• [Required work]
1) Answer these from the doctor's profile:
(a) How many years of experience are listed?
(b) What college is given under education?
(c) Which skin condition is said to take time especially?
2) Set down the part of the doctor's profile that begins at the words "For arthritis, I" and ends after the words "short-term fix helps.", with no changes.

• [Passage for review]
# # # #
Dr. Arun K P
Experience: | 20 years |
Education: | Vaidyaratnam ayurveda college |
Academic degree: | Bachelor of Ayurvedic Medicine and Surgery |
Area of specialization: | I am mainly working with arthritis cases, infertility issues, and a whole range of skin problems—eczema, psoriasis, acne and such. Honestly, I’ve come to realize that just naming a condition doesn’t mean much until you go into *why* it started, which is why I try to dig into the root cause first, not just fix outer layer stuff. Sometimes it's ama, sometimes vata pushing into wrong channels, and other times—stress, sleep, wrong food combo doing the damage silently.
For arthritis, I usually start by checking digestion and gut load—if that’s off, no herb really works right, doesn’t matter how strong it is. Same goes for infertility. People often chase hormones or scans, but if agni is poor or if there's deep-seated dhatu level blocks, no short-term fix helps.
Skin... that one needs a lot of patience. Psoriasis especially takes time. But with right panchakarma, some bitter herbs, rasa shuddhi and cleaning up diet—it does turn around. Each case is different though, can’t copy same protocol.
# # # #
(Records from a data source)
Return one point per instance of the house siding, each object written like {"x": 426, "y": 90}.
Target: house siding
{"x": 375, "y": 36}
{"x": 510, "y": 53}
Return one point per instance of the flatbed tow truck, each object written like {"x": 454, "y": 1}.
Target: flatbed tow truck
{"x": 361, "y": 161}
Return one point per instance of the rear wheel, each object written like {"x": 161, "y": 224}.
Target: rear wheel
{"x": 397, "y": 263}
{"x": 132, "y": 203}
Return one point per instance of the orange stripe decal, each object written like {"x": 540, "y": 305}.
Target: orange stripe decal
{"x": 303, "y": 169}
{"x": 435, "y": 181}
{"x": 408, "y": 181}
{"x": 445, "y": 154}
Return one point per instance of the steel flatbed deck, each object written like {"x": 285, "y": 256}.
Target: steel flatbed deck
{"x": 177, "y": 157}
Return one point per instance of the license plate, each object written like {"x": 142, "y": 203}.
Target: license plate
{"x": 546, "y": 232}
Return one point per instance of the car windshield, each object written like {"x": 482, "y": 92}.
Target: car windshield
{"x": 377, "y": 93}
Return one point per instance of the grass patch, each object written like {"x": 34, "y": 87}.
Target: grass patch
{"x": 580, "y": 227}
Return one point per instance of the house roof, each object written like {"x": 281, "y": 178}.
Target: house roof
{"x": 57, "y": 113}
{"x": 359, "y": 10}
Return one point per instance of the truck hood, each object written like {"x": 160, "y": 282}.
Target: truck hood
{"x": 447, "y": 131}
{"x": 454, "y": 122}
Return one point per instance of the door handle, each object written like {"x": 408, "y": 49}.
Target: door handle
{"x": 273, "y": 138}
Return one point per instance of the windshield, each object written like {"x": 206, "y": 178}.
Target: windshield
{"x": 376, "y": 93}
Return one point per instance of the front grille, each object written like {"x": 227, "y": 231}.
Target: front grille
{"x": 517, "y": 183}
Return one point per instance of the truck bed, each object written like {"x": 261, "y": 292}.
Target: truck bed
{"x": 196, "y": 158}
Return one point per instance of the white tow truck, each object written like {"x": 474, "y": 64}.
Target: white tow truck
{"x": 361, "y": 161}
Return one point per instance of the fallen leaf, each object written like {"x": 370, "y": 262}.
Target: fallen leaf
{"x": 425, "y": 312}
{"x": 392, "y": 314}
# # # #
• [Responses to the exercise]
1)
(a) 20 years
(b) Vaidyaratnam ayurveda college
(c) Psoriasis

2)
For arthritis, I usually start by checking digestion and gut load—if that’s off, no herb really works right, doesn’t matter how strong it is. Same goes for infertility. People often chase hormones or scans, but if agni is poor or if there's deep-seated dhatu level blocks, no short-term fix helps.